Stored data entries
________________
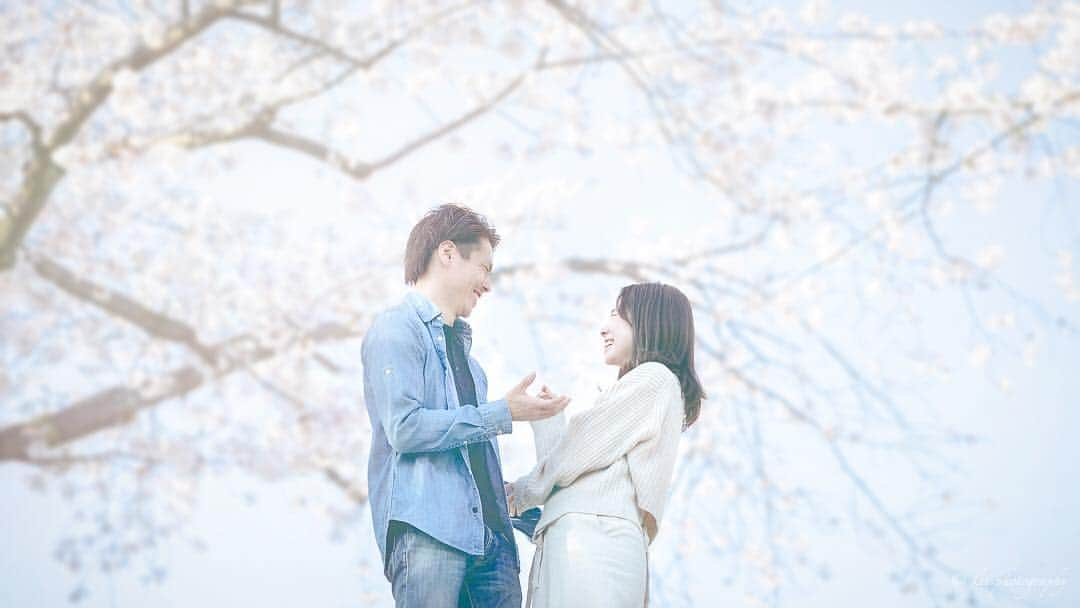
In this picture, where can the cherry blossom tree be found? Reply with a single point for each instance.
(152, 330)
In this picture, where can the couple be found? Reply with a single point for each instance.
(441, 509)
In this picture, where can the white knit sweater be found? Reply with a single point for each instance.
(616, 458)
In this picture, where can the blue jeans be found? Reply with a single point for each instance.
(428, 573)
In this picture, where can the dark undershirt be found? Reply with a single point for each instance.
(482, 458)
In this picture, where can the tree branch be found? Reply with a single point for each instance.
(118, 405)
(120, 306)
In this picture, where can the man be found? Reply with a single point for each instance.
(434, 477)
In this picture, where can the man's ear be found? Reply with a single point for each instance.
(446, 251)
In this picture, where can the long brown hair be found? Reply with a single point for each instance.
(662, 321)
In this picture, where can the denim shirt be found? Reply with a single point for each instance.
(418, 464)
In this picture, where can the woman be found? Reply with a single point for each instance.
(604, 477)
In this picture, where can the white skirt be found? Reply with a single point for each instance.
(585, 559)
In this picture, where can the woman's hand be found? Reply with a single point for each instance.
(511, 507)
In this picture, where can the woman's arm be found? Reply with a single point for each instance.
(595, 438)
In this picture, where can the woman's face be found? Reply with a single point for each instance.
(618, 339)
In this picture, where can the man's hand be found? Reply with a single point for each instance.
(524, 406)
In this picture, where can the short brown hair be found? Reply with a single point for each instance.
(445, 223)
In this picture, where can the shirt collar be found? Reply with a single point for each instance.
(428, 312)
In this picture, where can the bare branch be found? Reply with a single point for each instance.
(44, 174)
(120, 306)
(260, 130)
(118, 405)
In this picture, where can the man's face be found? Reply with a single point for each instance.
(471, 277)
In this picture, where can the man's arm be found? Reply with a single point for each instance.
(393, 368)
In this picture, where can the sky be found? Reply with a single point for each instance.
(268, 544)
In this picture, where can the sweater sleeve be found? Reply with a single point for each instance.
(547, 434)
(593, 440)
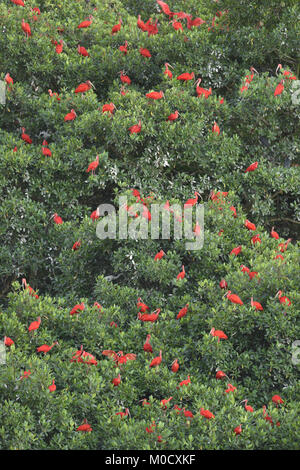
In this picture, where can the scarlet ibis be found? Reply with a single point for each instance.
(45, 348)
(159, 255)
(82, 51)
(248, 407)
(173, 116)
(116, 381)
(274, 234)
(141, 306)
(26, 28)
(256, 305)
(116, 28)
(8, 341)
(236, 251)
(181, 275)
(249, 225)
(206, 413)
(35, 324)
(147, 345)
(155, 95)
(167, 71)
(218, 333)
(85, 427)
(151, 317)
(136, 128)
(175, 366)
(157, 360)
(216, 128)
(279, 89)
(86, 23)
(233, 298)
(192, 201)
(70, 116)
(84, 87)
(252, 167)
(52, 387)
(77, 308)
(57, 219)
(283, 299)
(124, 48)
(25, 137)
(186, 76)
(93, 165)
(182, 312)
(145, 52)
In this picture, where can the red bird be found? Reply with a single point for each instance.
(274, 234)
(45, 348)
(233, 298)
(35, 324)
(147, 345)
(181, 275)
(70, 116)
(182, 312)
(116, 28)
(86, 23)
(77, 308)
(82, 51)
(175, 366)
(136, 128)
(84, 87)
(206, 413)
(151, 317)
(85, 427)
(145, 52)
(157, 360)
(219, 333)
(252, 167)
(25, 137)
(186, 76)
(57, 219)
(256, 305)
(155, 95)
(173, 116)
(26, 28)
(159, 255)
(93, 165)
(52, 387)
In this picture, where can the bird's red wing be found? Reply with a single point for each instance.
(130, 356)
(109, 353)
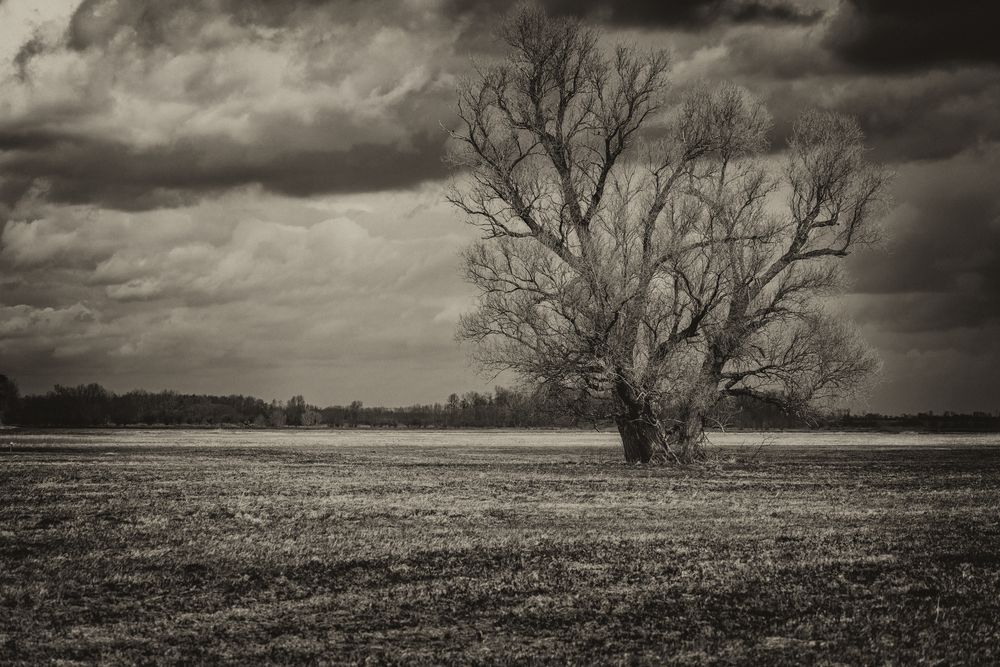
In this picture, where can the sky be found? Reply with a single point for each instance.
(246, 196)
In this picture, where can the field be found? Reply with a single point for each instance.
(472, 547)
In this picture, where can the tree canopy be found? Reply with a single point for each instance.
(650, 255)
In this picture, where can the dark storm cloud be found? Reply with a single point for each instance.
(81, 170)
(178, 180)
(915, 34)
(688, 14)
(940, 268)
(138, 105)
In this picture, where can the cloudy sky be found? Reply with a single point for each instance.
(246, 195)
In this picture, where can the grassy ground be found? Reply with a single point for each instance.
(122, 554)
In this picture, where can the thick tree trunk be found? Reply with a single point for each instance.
(640, 439)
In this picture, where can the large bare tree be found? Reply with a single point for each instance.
(649, 257)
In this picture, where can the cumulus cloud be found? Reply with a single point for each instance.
(871, 34)
(271, 284)
(244, 195)
(142, 104)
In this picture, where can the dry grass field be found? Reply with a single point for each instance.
(235, 547)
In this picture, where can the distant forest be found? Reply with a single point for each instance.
(92, 405)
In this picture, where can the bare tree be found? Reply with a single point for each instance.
(649, 258)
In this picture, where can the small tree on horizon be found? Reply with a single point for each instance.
(650, 259)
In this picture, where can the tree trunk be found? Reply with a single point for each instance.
(640, 439)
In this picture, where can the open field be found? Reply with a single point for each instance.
(468, 547)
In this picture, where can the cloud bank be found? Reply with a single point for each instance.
(246, 195)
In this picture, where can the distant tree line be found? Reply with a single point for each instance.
(91, 405)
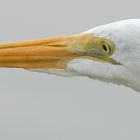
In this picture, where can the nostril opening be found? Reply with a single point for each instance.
(104, 47)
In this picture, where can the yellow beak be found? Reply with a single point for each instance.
(47, 53)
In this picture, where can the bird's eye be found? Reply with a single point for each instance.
(107, 48)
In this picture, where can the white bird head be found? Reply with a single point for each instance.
(109, 53)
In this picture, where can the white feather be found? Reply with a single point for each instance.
(126, 37)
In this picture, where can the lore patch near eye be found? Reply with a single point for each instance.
(107, 47)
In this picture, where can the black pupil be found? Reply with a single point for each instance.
(104, 47)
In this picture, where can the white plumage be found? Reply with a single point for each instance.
(126, 37)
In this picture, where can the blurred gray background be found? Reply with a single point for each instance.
(37, 106)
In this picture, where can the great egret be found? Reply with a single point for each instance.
(110, 53)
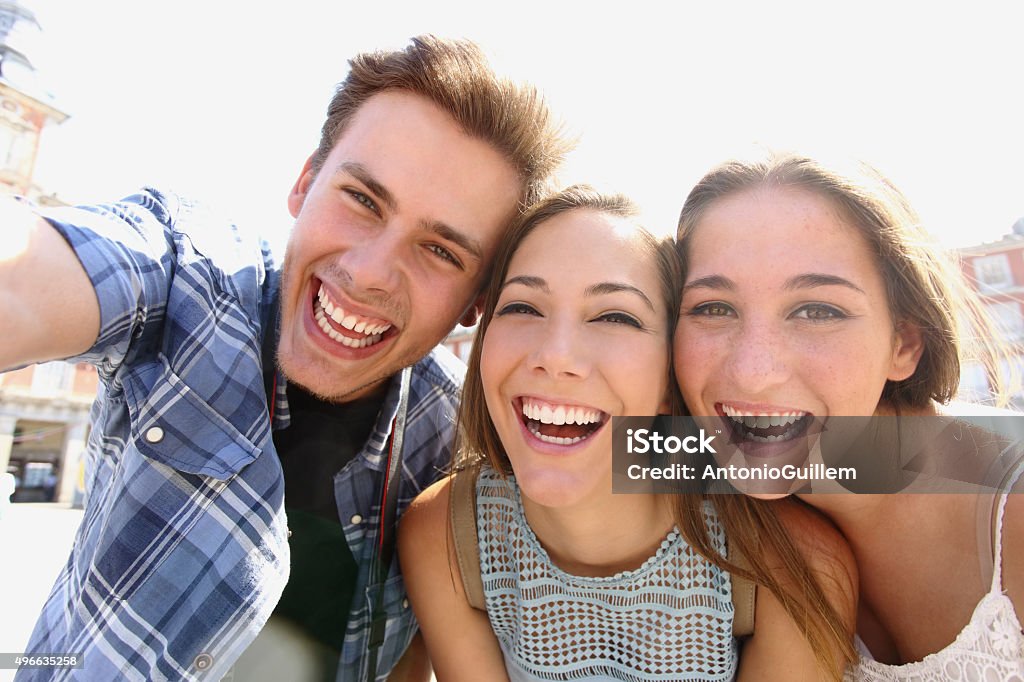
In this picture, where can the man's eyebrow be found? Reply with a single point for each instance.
(445, 231)
(363, 174)
(615, 287)
(810, 280)
(464, 241)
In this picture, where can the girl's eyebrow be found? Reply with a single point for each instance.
(527, 281)
(711, 282)
(593, 290)
(811, 280)
(806, 281)
(615, 287)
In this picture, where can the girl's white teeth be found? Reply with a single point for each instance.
(762, 421)
(560, 414)
(536, 430)
(349, 322)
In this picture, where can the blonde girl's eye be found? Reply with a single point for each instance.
(712, 309)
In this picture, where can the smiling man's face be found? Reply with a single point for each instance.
(391, 243)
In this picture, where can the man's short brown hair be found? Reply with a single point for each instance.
(456, 76)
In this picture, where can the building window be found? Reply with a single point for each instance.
(993, 272)
(52, 378)
(1008, 318)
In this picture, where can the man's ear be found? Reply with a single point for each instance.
(473, 312)
(298, 194)
(906, 351)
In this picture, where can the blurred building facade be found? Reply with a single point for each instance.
(995, 270)
(44, 410)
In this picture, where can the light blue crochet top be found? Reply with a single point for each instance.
(669, 620)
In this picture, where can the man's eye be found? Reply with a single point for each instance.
(444, 254)
(620, 318)
(363, 199)
(517, 308)
(712, 309)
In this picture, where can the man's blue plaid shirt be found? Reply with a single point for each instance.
(182, 553)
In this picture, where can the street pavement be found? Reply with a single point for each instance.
(35, 542)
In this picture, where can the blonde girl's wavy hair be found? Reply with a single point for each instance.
(925, 288)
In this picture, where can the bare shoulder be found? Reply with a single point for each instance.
(779, 649)
(823, 548)
(430, 568)
(424, 523)
(1013, 547)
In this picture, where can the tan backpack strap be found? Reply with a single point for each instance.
(743, 596)
(463, 517)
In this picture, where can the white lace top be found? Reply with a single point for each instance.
(990, 648)
(669, 620)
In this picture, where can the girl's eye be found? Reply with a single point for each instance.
(517, 308)
(444, 254)
(712, 309)
(620, 318)
(818, 312)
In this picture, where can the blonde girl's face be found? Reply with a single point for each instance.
(784, 317)
(579, 335)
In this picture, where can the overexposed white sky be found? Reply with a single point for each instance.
(225, 98)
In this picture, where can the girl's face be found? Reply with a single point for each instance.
(784, 315)
(578, 336)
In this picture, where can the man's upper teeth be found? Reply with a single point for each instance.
(762, 421)
(350, 322)
(562, 414)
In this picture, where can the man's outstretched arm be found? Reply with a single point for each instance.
(48, 307)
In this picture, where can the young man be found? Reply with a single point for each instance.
(200, 444)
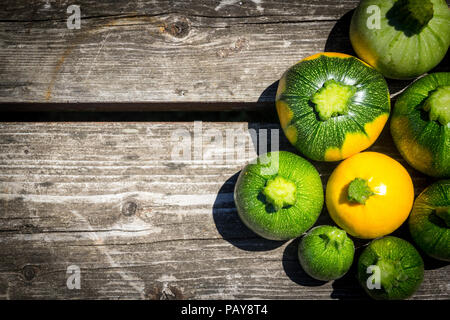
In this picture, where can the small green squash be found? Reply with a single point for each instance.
(429, 222)
(332, 106)
(326, 253)
(390, 268)
(280, 196)
(401, 38)
(420, 124)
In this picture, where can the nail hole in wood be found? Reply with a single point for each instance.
(129, 208)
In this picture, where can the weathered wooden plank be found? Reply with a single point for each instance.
(113, 199)
(150, 52)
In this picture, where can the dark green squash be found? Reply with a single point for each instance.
(401, 38)
(326, 253)
(332, 105)
(420, 124)
(280, 196)
(398, 264)
(429, 222)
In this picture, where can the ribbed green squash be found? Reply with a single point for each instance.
(400, 267)
(401, 38)
(332, 105)
(280, 196)
(429, 222)
(326, 253)
(420, 124)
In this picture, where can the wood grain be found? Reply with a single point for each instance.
(113, 199)
(142, 54)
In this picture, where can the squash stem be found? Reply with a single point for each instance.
(438, 105)
(335, 238)
(359, 191)
(391, 273)
(280, 192)
(413, 14)
(332, 99)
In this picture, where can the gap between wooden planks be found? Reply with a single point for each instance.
(109, 198)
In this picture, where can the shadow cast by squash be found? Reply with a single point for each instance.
(230, 226)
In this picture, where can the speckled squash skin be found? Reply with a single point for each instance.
(385, 210)
(340, 136)
(425, 144)
(255, 211)
(395, 49)
(326, 253)
(429, 229)
(400, 264)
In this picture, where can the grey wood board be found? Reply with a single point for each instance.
(225, 53)
(112, 199)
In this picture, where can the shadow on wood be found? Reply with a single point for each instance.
(348, 287)
(294, 270)
(230, 226)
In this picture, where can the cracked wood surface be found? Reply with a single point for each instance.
(114, 199)
(226, 54)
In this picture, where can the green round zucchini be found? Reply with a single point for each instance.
(401, 38)
(280, 196)
(420, 124)
(332, 106)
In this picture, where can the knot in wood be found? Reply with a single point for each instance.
(29, 272)
(178, 29)
(129, 208)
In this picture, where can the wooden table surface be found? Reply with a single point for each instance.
(111, 197)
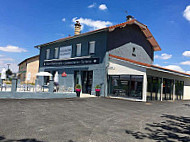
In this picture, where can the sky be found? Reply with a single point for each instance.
(27, 23)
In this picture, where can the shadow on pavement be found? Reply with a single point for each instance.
(173, 128)
(3, 139)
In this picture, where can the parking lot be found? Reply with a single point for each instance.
(93, 120)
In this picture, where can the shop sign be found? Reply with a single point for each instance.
(65, 52)
(64, 74)
(83, 61)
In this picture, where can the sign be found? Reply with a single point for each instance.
(63, 74)
(65, 52)
(83, 61)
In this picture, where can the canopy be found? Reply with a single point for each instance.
(44, 74)
(56, 78)
(3, 73)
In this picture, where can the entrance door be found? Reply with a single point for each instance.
(168, 89)
(87, 78)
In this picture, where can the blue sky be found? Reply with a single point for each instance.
(26, 23)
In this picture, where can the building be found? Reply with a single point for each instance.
(28, 69)
(119, 58)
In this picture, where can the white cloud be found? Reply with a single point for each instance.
(174, 67)
(92, 5)
(163, 56)
(186, 53)
(186, 13)
(94, 24)
(64, 19)
(188, 72)
(10, 48)
(185, 63)
(103, 7)
(6, 59)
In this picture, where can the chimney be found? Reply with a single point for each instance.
(77, 28)
(129, 18)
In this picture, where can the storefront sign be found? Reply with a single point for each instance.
(83, 61)
(65, 52)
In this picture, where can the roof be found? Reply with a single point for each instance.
(148, 65)
(143, 28)
(28, 59)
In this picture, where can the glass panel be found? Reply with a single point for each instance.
(136, 86)
(167, 89)
(126, 86)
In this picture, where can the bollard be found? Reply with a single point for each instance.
(51, 86)
(14, 85)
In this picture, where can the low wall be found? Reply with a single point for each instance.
(36, 95)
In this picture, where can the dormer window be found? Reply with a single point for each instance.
(91, 47)
(78, 49)
(47, 53)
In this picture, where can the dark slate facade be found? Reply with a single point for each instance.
(128, 42)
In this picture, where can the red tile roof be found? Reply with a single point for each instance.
(143, 28)
(147, 65)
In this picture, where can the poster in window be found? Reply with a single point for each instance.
(65, 52)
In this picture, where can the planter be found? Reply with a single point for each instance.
(97, 92)
(78, 92)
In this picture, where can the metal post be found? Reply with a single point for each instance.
(161, 89)
(14, 85)
(51, 86)
(174, 91)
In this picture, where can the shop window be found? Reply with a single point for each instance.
(92, 47)
(153, 88)
(56, 53)
(47, 53)
(78, 50)
(126, 86)
(179, 90)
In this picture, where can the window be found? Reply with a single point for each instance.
(47, 53)
(78, 50)
(56, 53)
(92, 47)
(126, 86)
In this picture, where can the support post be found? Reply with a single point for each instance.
(174, 91)
(51, 86)
(144, 88)
(14, 85)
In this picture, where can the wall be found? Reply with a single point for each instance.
(122, 40)
(99, 70)
(33, 67)
(186, 91)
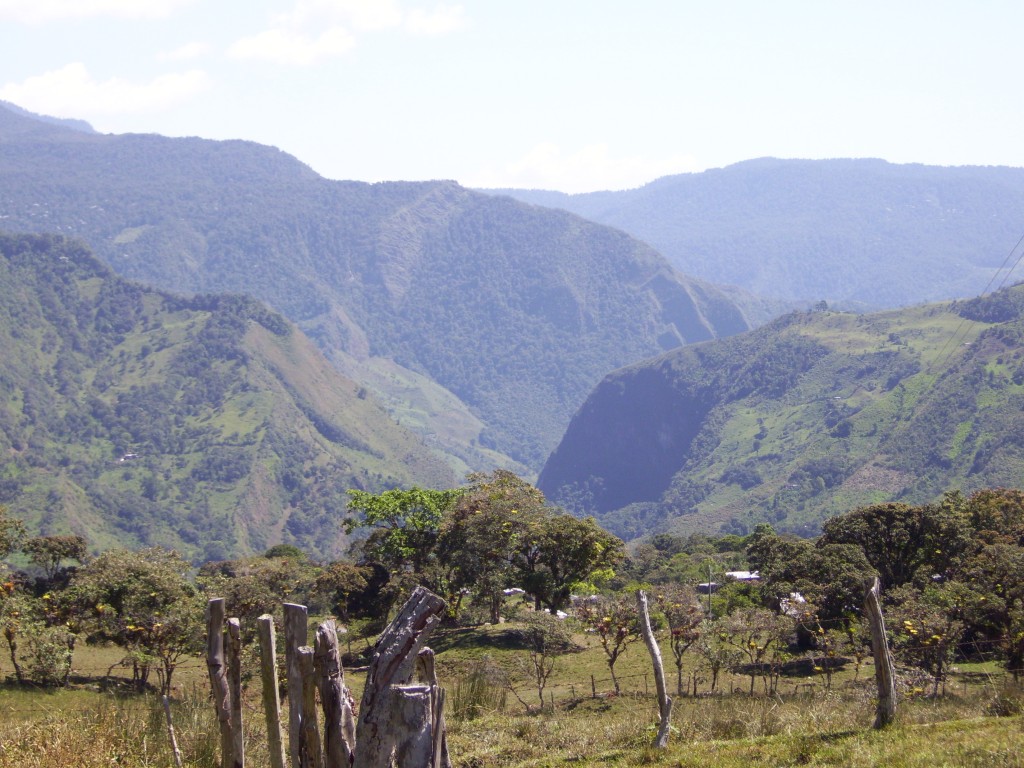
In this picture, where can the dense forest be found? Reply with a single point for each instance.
(859, 233)
(208, 424)
(420, 291)
(950, 572)
(811, 415)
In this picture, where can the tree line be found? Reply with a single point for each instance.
(950, 570)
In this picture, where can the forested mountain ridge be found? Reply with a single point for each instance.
(813, 415)
(208, 424)
(515, 310)
(854, 232)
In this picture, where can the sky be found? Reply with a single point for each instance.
(576, 95)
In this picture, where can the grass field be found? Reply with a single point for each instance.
(97, 722)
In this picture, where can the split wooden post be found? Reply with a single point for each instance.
(218, 678)
(310, 749)
(379, 732)
(664, 699)
(885, 670)
(235, 685)
(295, 637)
(271, 695)
(339, 718)
(170, 732)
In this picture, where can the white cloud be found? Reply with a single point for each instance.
(71, 91)
(39, 11)
(185, 52)
(591, 168)
(295, 37)
(292, 47)
(358, 14)
(440, 20)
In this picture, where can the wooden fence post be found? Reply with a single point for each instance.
(218, 678)
(339, 719)
(235, 685)
(295, 637)
(379, 733)
(664, 699)
(310, 750)
(271, 694)
(885, 670)
(170, 732)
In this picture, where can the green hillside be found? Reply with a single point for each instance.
(515, 310)
(209, 424)
(811, 416)
(854, 232)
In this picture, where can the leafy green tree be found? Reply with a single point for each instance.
(11, 532)
(996, 615)
(685, 616)
(143, 602)
(49, 551)
(997, 515)
(546, 639)
(716, 651)
(404, 525)
(759, 636)
(899, 540)
(929, 625)
(616, 623)
(564, 551)
(483, 535)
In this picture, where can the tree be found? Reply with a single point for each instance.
(715, 650)
(143, 602)
(546, 638)
(899, 540)
(49, 551)
(996, 614)
(11, 532)
(482, 536)
(615, 622)
(563, 551)
(929, 626)
(757, 634)
(686, 619)
(403, 529)
(997, 515)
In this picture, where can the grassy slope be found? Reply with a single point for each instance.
(811, 416)
(241, 433)
(86, 728)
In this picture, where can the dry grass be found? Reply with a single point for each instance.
(88, 726)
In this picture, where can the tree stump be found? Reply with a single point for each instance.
(885, 670)
(397, 719)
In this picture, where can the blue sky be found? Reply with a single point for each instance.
(560, 94)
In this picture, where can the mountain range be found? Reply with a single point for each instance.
(812, 415)
(481, 322)
(857, 233)
(207, 424)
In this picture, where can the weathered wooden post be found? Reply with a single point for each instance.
(396, 718)
(339, 718)
(235, 685)
(271, 695)
(885, 670)
(310, 749)
(170, 732)
(218, 678)
(295, 637)
(664, 699)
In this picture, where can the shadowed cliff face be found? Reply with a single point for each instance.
(628, 440)
(514, 309)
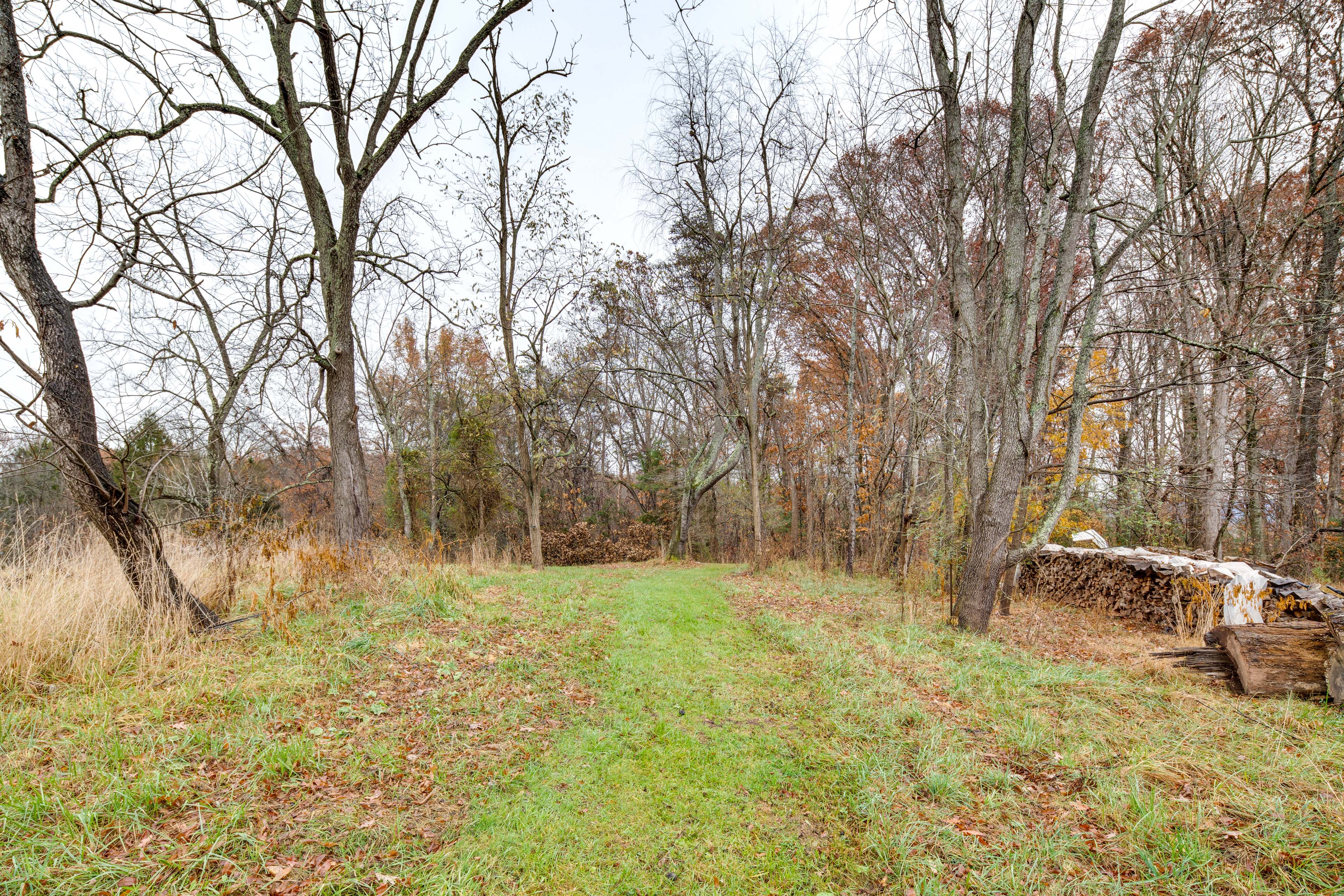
________________
Directions
Gather every line above that contains the string "sweater". Case matters.

The completed task
In this picture, where can the white knit sweater be found? Reply with a single point for each instance.
In this picture, where can the sweater sleeve be found? Reply with a single point for each instance.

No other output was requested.